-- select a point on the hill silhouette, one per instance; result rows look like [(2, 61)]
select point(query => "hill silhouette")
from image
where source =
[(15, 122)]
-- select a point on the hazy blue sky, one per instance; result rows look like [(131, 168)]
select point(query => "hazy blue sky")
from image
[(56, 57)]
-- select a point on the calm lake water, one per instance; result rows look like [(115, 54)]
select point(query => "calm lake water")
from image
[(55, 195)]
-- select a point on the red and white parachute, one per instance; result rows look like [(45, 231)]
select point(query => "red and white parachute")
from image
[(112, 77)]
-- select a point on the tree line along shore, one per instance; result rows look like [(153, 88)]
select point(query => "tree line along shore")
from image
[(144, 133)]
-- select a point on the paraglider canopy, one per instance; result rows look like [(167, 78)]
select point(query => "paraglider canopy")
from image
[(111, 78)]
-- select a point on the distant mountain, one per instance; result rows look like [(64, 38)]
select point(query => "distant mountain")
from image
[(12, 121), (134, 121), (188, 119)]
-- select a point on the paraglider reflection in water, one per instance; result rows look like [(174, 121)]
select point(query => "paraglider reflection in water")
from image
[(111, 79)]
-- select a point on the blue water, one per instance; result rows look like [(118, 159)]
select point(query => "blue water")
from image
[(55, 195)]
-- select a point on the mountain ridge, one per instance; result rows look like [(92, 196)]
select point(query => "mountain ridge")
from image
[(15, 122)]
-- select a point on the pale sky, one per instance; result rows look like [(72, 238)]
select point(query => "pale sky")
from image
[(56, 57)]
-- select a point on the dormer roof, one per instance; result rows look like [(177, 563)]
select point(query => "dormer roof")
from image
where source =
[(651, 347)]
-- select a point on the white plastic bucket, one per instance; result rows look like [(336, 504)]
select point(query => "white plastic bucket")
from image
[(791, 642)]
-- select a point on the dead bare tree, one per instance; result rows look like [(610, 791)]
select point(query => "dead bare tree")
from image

__Task requirements__. Could you write out again every line of the material from the line containing "-- select a point on the pale" through the end of the material, inclusive, with each answer coordinate multiplied by 0.85 and rounded to a whole number, halves up? Leave the sample pairs in the comment lines unchanged.

__Full solution__.
-- select a point on the pale sky, one per instance; result rows look like [(72, 238)]
select point(query => "pale sky")
from image
[(48, 48)]
-- select a point on the dormer roof, one per instance; result rows look like [(177, 563)]
select point(query => "dormer roof")
from image
where source =
[(553, 295)]
-- select a point on the white plastic bucket, one per instance; result rows look like [(336, 504)]
select point(query => "white plastic bucket")
from image
[(672, 546)]
-- select a point on the dead bare tree, one per instance; result rows look like [(610, 791)]
select point(query => "dead bare tree")
from image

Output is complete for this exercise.